[EXERCISE TASKS]
1. In the piece on Cosmotropia de Xam, what witch house band is he part of, and where is it based?
2. Return the part of the piece on Cosmotropia de Xam starting with "To this list" and going on through "goes for films.", copied word for word.

The New Midnight Movies Are Old Midnight Movies: Cosmotropia de Xam’s Delirium, at the Spectacle
Everything new is definitely old again. Today’s horror films resemble yesterday’s horror films. Filmmakers are splicing in a little from this film, a little from that film to create a mongrel midnight movie, a mutant that strives to transcend their bald references. Filmmakers like Adam Wingard, Panos Cosmatos, Nicolas Winding Refn, Peter Strickland, and Hélène Cattet and Bruno Forzani sample from a variety of sources including giallo and the work of John Carpenter, Radley Metzger, Jesús Franco, and Jean Rollin. The new midnight movie is a hauntological movie.
To this list of horror hauntologists you can add mystery man Cosmotropia de Xam (but good luck trying to find an interview with him). In his work, he cites Dario Argento, David Cronenberg, David Lynch, and Andrzej Żuławski, among others, but unlike his contemporaries, de Xam receives little to no outside funding for his low-budget, medium-length films. And yet films are just one side of de Xam. Along with Aura (who stars in his Diabolique [2015]), he’s part of the witch house band Mater Suspiria Vision, based in Germany. Active since the start of the decade, de Xam makes music and movies—both complementing and blurring into each other—at a steady clip. He produces one to two albums each year. The same goes for films.

[GIVEN INFORMATION]
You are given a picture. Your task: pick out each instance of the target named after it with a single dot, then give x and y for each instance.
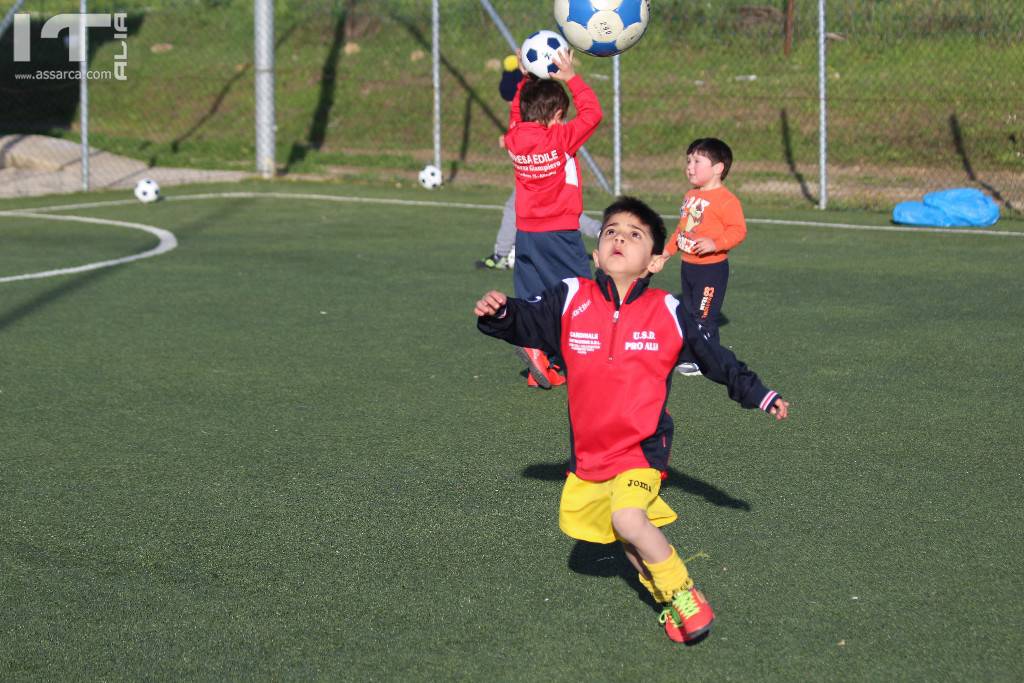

[RESPONSE LIST]
1. Mater Suspiria Vision, based in Germany.

2.
To this list of horror hauntologists you can add mystery man Cosmotropia de Xam (but good luck trying to find an interview with him). In his work, he cites Dario Argento, David Cronenberg, David Lynch, and Andrzej Żuławski, among others, but unlike his contemporaries, de Xam receives little to no outside funding for his low-budget, medium-length films. And yet films are just one side of de Xam. Along with Aura (who stars in his Diabolique [2015]), he’s part of the witch house band Mater Suspiria Vision, based in Germany. Active since the start of the decade, de Xam makes music and movies—both complementing and blurring into each other—at a steady clip. He produces one to two albums each year. The same goes for films.